● **Exercise description**:
Reproduce verbatim the part of the list-reordering text that begins at the words "So already with" and stops after "e: wrapper )".

======== Text excerpt ========

Here is another variant, which works in O(n log n). This is asymptotcally optimal.
#include <list>
#include <vector>
#include <algorithm>
#include <iostream>
#include <cassert>
int main() {
struct O {
int id;
};
std::list<O> object_list{{1}, {2}, {3}, {4}};
std::list<int> index_list{4, 2, 3, 1};
assert(object_list.size() == index_list.size());
// this vector is optional. It is needed if sizeof(O) is quite large.
std::vector<std::pair<int, O*>> tmp_vector(object_list.size());
// this is O(n)
std::transform(begin(object_list), end(object_list), begin(tmp_vector),
[](auto& o) { return std::make_pair(o.id, &o); });
// this is O(n log n)
std::sort(begin(tmp_vector), end(tmp_vector),
[](const auto& o1, const auto& o2) {
return o1.first < o2.first;
});
// at this point, tmp_vector holds pairs in increasing index order.
// Note that this may not be a contiguous list.
std::list<O> tmp_list(object_list.size());
// this is again O (n log n), because lower_bound is O (n)
// we then insert the objects into a new list (you may also use some
// move semantics here).
std::transform(begin(index_list), end(index_list), begin(tmp_list),
[&tmp_vector](const auto& i) {
return *std::lower_bound(begin(tmp_vector), end(tmp_vector),
std::make_pair(i, nullptr),
[](const auto& o1, const auto& o2) {
return o1.first < o2.first;
})->second;
});
// As we just created a new list, we swap the new list with the old one.
std::swap(object_list, tmp_list);
for (const auto& o : object_list)
std::cout << o.id << std::endl;
}
I assumed that O is quite large and not easily movable. Therefore i first create tmp_vector which only contains of pairs. Then I sort this vector.
Afterwards I can simply go through the index_list and find the matching indices using binary search.
Let me elaborate on why a map is not the best solution eventhough you get a quite small piece of code. If you use a map you need to rebalance your tree after each insertion. This doesn't cost asympatotically (because n times rebalancing costs you the same as sorting once), but the constant is way larger. A "constant map" makes not that much sense (except accessing it may be easier).
I then timed the "simple" map-approach against my "not-so-simple" vector-approach. I created a randomly sorted index_list with N entries. And this is what I get (in us):
N map vector
1000 90 75
10000 1400 940
100000 24500 15000
1000000 660000 250000
NOTE: This test shows the worst case as in my case only index_list was randomly sorted, while the object_list (which is inserted into the map in order) is sorted. So rebalancing shows all its effect. If the object_list is kind of random, performance will behave more similar, eventhough performance will always be worse. The vector list will even behave better when the object list is completely random.
So already with 1000 entries the difference is already quite large. So I would strongly vote for a vector-based approach.
Assuming the data is handled to you externally and you don't have the choice of the containers:
assert( objectList.size() == idList.size() );
std::vector<std::pair<int,Object>> wrapper( idList.size() );
auto idList_it = std::begin( idList );
auto objectList_it = std::begin( objectList );
for( auto& e: wrapper )
e = std::make_pair( *idList_it++, *objectList_it++ );
std::sort(
std::begin(wrapper),
std::end(wrapper),
[]
(const std::pair<int,Object>& a, const std::pair<int,Object>& b) -> bool
{ return a.first<b.first; }
);
Then, copy back to original container.

======== Data entries ========

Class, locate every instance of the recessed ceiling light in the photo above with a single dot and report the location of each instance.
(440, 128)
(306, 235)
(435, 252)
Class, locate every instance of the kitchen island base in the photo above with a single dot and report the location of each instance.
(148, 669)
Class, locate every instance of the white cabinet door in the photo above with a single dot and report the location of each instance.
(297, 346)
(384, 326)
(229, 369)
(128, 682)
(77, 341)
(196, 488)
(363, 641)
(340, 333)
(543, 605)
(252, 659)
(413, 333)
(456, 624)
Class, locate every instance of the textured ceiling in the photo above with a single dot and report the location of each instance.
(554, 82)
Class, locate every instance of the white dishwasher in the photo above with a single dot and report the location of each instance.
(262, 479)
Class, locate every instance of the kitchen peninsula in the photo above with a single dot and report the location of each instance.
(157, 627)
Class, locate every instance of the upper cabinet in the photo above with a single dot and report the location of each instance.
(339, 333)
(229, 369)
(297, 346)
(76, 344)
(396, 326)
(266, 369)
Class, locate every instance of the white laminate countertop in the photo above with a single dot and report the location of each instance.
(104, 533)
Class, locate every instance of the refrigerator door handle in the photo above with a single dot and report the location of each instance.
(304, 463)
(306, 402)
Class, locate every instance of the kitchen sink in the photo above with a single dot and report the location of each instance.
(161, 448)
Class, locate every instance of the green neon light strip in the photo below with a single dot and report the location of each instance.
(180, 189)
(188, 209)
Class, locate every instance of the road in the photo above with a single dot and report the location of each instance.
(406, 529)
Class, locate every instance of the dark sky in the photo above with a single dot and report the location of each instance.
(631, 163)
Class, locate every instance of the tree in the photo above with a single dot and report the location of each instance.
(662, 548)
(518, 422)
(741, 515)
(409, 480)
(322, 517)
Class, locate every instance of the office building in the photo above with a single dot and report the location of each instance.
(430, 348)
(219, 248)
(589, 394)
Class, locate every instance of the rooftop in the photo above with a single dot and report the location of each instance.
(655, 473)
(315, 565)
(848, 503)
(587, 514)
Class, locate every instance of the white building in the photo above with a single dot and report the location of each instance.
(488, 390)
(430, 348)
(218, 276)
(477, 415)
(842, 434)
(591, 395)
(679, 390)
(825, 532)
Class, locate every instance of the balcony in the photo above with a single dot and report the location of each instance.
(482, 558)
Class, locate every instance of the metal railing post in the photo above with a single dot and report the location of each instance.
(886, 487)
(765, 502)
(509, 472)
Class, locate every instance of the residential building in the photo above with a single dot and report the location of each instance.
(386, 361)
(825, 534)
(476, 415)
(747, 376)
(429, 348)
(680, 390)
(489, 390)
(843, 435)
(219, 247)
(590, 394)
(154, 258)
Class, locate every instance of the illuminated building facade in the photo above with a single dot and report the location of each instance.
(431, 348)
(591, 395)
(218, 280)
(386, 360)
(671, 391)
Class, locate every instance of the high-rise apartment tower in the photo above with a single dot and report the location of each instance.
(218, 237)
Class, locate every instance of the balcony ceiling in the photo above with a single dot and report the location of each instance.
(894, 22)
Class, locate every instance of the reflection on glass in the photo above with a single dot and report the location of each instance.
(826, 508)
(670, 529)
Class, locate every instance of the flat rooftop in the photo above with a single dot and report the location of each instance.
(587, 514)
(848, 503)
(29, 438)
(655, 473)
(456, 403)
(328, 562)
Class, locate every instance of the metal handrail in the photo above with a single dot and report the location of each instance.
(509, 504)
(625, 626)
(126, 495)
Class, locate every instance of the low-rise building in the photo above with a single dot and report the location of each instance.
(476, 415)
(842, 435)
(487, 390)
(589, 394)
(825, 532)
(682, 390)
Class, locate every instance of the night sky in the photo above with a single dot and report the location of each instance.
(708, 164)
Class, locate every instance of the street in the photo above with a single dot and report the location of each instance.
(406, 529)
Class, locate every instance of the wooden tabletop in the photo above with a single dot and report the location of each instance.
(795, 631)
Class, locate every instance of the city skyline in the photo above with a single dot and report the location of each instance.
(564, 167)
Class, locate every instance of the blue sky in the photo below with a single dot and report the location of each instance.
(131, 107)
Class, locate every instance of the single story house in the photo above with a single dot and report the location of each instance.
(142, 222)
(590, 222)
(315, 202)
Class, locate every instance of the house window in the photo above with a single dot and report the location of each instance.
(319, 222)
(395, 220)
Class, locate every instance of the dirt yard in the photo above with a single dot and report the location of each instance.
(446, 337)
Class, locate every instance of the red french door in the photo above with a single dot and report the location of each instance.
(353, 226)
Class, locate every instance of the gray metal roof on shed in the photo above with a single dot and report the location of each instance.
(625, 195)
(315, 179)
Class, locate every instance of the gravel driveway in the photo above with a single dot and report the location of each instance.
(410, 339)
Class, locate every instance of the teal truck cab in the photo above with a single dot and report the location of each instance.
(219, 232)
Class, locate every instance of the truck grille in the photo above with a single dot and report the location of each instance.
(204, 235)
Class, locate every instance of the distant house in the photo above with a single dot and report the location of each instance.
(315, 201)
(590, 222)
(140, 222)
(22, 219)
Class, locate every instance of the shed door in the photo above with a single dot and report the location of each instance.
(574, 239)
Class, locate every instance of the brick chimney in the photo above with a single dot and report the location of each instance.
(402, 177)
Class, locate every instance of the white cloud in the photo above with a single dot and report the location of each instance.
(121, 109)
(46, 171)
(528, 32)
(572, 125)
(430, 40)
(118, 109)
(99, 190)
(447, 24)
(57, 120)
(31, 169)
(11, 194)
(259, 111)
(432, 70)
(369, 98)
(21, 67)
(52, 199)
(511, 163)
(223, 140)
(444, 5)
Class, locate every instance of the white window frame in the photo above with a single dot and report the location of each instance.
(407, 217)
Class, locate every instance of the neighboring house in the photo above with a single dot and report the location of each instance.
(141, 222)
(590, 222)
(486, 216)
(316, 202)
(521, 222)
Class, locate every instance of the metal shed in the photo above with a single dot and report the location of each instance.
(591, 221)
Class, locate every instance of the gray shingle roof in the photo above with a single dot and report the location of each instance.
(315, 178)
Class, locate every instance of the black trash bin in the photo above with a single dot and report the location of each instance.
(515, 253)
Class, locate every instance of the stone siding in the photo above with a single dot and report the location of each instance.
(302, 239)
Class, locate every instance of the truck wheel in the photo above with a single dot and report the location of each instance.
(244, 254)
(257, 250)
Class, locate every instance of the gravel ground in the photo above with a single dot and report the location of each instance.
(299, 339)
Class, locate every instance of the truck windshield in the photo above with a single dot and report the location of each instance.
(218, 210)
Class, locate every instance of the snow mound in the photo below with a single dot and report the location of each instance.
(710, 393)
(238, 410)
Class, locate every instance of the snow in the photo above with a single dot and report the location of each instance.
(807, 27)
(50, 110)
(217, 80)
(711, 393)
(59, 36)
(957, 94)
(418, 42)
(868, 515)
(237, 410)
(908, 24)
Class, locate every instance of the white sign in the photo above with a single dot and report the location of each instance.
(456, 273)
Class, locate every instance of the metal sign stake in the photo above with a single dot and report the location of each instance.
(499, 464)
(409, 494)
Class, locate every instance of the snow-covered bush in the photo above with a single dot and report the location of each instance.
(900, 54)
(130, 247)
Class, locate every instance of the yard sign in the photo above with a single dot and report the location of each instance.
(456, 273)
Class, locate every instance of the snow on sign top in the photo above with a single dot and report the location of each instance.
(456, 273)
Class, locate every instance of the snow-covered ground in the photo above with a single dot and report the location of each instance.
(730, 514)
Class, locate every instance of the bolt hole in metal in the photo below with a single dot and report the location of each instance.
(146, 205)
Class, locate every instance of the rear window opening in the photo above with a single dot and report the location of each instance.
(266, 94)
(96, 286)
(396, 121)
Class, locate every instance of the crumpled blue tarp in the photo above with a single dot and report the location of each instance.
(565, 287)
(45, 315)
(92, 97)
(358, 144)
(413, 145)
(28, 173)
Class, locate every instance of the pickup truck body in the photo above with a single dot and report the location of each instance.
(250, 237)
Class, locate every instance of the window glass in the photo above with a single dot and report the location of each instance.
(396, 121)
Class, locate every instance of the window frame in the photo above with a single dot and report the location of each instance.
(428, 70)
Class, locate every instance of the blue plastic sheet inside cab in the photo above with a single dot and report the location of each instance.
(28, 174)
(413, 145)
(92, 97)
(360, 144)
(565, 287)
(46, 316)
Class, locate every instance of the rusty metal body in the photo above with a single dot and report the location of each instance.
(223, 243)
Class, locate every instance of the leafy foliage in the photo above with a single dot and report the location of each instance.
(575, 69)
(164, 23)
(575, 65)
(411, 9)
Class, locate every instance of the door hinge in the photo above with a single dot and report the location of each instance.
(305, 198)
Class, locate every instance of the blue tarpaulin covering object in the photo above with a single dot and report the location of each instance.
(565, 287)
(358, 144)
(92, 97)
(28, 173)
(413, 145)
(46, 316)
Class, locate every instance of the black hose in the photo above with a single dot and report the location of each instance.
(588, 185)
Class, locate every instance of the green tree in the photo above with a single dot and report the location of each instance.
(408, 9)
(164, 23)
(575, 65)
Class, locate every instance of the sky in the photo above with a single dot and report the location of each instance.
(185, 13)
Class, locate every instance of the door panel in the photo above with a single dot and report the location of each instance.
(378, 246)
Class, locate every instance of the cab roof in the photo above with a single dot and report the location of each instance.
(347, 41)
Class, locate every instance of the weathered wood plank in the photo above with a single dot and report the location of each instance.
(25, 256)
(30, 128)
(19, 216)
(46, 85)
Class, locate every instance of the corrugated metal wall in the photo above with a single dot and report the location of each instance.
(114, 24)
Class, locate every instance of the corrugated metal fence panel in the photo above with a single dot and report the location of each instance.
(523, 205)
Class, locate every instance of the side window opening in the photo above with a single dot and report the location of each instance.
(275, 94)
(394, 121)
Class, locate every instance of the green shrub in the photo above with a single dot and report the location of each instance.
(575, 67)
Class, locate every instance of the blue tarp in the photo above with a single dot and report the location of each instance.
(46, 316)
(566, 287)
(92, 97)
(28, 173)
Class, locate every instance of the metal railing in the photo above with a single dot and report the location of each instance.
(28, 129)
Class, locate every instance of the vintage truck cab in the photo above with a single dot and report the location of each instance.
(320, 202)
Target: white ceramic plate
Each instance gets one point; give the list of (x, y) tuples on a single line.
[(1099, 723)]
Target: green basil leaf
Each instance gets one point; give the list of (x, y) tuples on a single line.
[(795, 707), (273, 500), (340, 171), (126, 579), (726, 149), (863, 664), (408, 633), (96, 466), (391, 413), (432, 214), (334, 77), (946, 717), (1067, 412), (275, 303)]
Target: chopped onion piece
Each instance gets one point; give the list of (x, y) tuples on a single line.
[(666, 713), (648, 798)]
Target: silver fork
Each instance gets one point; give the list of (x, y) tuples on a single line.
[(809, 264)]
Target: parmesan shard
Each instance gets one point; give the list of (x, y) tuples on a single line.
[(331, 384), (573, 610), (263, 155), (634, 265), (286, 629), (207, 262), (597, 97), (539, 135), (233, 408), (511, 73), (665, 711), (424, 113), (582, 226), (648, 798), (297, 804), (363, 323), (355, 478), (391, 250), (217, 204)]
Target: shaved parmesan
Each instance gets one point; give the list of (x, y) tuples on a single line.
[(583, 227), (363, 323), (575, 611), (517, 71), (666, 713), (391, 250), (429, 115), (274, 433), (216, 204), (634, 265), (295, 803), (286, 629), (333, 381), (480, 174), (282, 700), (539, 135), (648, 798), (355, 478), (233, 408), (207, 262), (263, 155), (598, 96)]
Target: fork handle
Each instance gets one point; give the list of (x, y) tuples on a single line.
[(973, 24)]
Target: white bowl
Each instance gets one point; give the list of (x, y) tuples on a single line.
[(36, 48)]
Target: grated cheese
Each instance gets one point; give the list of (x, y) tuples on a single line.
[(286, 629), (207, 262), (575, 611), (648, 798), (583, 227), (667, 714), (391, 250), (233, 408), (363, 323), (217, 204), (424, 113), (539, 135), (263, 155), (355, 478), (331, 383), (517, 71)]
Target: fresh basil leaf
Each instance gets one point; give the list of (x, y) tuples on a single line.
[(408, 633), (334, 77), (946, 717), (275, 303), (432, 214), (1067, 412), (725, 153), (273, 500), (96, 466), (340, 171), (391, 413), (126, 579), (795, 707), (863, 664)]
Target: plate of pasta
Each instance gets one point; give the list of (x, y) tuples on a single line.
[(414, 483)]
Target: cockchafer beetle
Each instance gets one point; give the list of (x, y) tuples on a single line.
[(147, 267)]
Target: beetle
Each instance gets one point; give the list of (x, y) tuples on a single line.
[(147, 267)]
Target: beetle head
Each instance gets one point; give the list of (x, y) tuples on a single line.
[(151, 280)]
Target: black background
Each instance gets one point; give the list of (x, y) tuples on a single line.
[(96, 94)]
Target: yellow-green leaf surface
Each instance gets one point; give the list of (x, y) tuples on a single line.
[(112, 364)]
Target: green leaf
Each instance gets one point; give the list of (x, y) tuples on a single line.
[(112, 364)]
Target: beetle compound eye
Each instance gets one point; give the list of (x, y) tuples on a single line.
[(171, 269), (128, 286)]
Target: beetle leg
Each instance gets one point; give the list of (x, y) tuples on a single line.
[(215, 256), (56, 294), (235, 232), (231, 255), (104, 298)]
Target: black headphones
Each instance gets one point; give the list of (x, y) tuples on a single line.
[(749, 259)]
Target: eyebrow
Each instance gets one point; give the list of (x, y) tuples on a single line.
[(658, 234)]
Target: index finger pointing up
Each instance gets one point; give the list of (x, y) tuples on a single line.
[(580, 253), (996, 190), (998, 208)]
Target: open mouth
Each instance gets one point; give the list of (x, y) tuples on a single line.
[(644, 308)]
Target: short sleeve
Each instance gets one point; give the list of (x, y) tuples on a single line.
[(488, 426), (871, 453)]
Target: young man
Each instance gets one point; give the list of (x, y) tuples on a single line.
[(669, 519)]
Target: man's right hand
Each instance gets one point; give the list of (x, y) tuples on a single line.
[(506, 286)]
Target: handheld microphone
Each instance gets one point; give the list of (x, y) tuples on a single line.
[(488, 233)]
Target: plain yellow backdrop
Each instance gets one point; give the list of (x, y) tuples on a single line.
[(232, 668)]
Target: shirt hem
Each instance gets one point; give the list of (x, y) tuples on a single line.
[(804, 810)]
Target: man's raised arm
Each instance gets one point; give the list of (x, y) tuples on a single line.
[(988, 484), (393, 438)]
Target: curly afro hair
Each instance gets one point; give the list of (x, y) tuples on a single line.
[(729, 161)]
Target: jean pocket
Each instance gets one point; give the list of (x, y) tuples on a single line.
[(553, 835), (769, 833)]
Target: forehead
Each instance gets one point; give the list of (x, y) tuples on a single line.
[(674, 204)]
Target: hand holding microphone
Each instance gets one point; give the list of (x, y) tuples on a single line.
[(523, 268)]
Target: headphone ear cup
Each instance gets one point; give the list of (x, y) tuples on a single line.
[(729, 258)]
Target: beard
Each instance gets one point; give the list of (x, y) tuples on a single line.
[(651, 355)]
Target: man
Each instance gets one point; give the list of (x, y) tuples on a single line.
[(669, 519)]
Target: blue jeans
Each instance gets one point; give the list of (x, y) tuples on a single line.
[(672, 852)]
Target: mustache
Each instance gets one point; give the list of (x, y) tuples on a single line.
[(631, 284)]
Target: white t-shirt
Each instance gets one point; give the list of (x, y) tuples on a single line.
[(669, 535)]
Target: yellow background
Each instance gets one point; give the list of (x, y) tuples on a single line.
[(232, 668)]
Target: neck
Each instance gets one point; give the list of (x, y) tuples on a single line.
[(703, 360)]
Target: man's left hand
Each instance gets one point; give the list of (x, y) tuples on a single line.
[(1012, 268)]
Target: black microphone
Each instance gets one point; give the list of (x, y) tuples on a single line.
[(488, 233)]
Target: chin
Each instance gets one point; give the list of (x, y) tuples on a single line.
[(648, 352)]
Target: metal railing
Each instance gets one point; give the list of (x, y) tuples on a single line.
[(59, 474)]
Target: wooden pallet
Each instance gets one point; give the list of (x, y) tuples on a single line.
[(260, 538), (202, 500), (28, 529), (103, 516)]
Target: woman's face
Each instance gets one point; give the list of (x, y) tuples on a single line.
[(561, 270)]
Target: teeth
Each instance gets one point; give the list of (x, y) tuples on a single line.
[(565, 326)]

========

● **Solution to this exercise**:
So already with 1000 entries the difference is already quite large. So I would strongly vote for a vector-based approach.
Assuming the data is handled to you externally and you don't have the choice of the containers:
assert( objectList.size() == idList.size() );
std::vector<std::pair<int,Object>> wrapper( idList.size() );
auto idList_it = std::begin( idList );
auto objectList_it = std::begin( objectList );
for( auto& e: wrapper )